TEXT START

The Health Service Executive (HSE, 2019) initiated a ‘Get active’ programme aimed at promoting the benefits of physical activity which includes; research to show that exercise reduces the feelings of depression and anxiety, increases mood and overall well-being, improves sleep, and enhances energy and productivity levels. Exercise also reduces the feelings of stress felt in the everyday life of a working human.
While we exercise, the body’s adrenaline and cortisol levels are at a peak, playing on the sympathetic nervous system (‘fight or flight’ hormones). Because this is a physical stress, once the body stops exercising (stops using the ‘fight or flight’ response), the body then utilises the parasympathetic nervous system which is our ‘rest and digest’ system. In this era, due to work, careers and family stressors, our body is constantly in a sympathetic response which is never peaked or elevated making it constant. By using exercise, we peak this response in order for our bodies to ‘rest and digest’ and enable the body to relax.
As well as the mental and physiological attributes of exercise, research also shows weight training can aid in reversing the onset of osteoporosis (osteopenia) which is prevalent mostly in women aged 50+ in Ireland(HSE,2019). In Ireland, due to our geographical location, we lack sources of vitamin D due to scarce amount of sunlight, and also due to the increase in processed and inorganic food in our diet.
By making simple amendments to our diet and including 30 minutes of exercise a day as per the HSE (2019), we can help reverse these issues along with improving our cardiovascular and respiratory systems. Bone density is also increased which in turn makes our bone cells stronger and less likely to break due to medical conditions such as osteoporosis. Other conditions such as hypertension, type-II diabetes mellitus, and obesity can also be reversed through diet and exercise, with the aid of medications in some cases (MAYO clinic, 2019).
In addition to the medical and emotional benefits of exercise, regular physical activity plays a pivotal role in our circadian rhythm which is your body’s ‘internal clock’. This sends signals from the brain to the body as to when it needs to be alert or asleep which some people find difficult to regulate due to the stressors and pressures of everyday life.
By exercising, and which I have also discussed before about putting the body into a ‘fight or flight’ response, the body then gets physically fatigued which then brings on the resting phase post exercise. This then encourages and induces sleep at a quicker pace. By using exercise to regulate your body clock, the productivity of that individual is then increased the following day due to more energy levels (Journal of Circadian rhythm, 2018). This again illustrates the importance of regular exercise along with a balanced diet.

TEXT END

- _WHAT TO DO_
(1) Answer these questions about the text on exercise:
(a) Which system does the text call our 'rest and digest' system?
(b) How many minutes of exercise a day does the text cite from the HSE (2019)?
(c) What does the text say the circadian rhythm is?
(2) Can you write out the text on exercise from "While we exercise, the" to "body to relax." again, substituting "bodily stress" for "physical stress"?

RECORD EXCERPTS START

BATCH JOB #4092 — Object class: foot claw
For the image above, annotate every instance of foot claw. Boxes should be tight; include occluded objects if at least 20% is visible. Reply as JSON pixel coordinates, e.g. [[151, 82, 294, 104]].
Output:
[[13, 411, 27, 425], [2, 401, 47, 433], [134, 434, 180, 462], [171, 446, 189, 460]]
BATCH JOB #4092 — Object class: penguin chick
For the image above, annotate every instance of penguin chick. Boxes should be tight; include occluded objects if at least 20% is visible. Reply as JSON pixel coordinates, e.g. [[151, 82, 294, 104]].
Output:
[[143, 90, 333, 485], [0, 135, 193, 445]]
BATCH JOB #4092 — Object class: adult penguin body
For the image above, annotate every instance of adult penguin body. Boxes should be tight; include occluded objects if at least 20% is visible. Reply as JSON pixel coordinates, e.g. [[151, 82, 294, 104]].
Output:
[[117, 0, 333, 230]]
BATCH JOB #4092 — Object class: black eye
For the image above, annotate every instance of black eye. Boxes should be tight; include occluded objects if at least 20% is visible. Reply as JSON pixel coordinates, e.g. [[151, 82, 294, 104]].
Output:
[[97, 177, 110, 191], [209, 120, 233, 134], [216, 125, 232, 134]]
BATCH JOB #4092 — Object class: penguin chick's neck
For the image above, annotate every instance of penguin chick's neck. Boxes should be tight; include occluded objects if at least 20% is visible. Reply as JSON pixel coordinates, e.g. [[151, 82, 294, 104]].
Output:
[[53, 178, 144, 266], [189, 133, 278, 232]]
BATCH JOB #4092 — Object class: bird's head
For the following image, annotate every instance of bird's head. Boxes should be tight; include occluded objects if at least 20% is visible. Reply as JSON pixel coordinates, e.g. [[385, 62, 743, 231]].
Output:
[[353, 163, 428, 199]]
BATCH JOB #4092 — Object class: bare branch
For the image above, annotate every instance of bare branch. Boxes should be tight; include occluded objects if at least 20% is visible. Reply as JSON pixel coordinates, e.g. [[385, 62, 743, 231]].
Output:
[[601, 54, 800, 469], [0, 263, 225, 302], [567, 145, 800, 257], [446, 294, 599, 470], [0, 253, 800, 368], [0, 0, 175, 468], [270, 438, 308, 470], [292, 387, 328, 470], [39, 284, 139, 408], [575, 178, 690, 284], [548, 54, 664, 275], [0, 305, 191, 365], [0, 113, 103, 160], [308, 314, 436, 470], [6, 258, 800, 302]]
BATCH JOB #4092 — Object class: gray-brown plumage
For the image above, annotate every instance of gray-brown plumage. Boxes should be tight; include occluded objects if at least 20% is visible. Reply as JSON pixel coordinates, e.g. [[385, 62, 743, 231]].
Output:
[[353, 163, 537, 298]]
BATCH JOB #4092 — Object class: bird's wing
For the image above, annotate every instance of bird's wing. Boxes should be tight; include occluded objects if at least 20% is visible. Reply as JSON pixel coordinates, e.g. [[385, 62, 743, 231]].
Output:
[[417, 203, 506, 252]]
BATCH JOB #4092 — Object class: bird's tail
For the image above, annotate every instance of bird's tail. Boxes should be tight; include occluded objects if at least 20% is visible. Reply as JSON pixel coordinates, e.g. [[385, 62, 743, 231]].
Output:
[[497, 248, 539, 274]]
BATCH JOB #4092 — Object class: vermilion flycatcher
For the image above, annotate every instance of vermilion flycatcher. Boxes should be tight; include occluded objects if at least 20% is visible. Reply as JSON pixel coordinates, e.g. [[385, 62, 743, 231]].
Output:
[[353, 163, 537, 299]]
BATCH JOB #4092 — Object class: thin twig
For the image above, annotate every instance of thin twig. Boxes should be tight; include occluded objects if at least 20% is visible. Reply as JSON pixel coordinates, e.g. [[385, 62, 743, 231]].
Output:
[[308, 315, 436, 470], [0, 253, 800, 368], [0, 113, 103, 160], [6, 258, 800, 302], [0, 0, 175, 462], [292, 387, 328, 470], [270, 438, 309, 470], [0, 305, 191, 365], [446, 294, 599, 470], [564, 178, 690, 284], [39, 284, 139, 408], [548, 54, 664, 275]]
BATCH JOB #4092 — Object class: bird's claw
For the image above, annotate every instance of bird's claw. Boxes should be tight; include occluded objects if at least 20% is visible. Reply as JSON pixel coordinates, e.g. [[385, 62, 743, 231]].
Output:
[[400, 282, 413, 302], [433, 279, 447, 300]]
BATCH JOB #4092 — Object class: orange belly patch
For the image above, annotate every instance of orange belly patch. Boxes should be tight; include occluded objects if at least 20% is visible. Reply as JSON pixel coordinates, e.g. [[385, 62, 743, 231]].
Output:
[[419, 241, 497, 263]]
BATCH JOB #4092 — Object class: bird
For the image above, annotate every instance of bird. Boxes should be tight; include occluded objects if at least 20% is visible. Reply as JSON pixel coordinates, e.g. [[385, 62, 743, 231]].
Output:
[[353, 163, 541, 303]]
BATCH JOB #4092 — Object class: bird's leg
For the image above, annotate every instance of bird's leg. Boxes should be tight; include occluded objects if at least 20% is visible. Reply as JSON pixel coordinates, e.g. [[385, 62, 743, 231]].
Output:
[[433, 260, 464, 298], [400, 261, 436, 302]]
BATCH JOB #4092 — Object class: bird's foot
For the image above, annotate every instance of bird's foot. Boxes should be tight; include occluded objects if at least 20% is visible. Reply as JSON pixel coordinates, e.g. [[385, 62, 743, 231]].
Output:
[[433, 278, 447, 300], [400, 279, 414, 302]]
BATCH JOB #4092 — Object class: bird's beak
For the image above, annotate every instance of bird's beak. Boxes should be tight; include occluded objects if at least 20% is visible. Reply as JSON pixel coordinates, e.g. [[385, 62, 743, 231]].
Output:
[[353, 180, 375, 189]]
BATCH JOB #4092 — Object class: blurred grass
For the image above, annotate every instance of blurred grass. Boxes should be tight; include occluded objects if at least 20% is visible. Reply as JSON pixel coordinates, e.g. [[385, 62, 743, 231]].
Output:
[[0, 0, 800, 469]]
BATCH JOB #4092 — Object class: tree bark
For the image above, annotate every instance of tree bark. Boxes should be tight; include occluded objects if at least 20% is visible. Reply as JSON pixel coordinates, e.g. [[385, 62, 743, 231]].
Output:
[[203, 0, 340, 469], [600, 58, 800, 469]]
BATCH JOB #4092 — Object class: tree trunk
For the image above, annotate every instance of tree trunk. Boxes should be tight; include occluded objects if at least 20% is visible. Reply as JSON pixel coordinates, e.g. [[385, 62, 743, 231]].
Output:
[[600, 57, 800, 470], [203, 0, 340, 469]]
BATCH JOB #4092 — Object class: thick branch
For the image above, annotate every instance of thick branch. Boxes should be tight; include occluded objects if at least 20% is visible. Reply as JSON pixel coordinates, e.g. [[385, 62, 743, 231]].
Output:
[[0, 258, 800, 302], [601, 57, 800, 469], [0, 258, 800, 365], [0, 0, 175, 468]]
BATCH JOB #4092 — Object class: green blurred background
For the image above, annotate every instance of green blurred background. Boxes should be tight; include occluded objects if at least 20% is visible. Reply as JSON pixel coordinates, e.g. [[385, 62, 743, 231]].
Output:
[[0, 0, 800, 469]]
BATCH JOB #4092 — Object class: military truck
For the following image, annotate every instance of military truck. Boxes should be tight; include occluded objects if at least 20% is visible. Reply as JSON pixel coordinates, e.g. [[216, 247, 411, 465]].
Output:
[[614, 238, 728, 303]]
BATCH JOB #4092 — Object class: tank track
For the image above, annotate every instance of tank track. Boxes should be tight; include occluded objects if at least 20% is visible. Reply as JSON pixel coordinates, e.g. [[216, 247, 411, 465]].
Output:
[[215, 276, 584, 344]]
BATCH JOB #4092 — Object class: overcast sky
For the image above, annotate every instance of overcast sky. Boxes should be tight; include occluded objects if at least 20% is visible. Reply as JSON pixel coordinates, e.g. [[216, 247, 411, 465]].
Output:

RECORD EXCERPTS END

- _TASK RESPONSES_
(1)
(a) The parasympathetic nervous system.
(b) 30 minutes.
(c) The body's 'internal clock'.

(2)
While we exercise, the body’s adrenaline and cortisol levels are at a peak, playing on the sympathetic nervous system (‘fight or flight’ hormones). Because this is a bodily stress, once the body stops exercising (stops using the ‘fight or flight’ response), the body then utilises the parasympathetic nervous system which is our ‘rest and digest’ system. In this era, due to work, careers and family stressors, our body is constantly in a sympathetic response which is never peaked or elevated making it constant. By using exercise, we peak this response in order for our bodies to ‘rest and digest’ and enable the body to relax.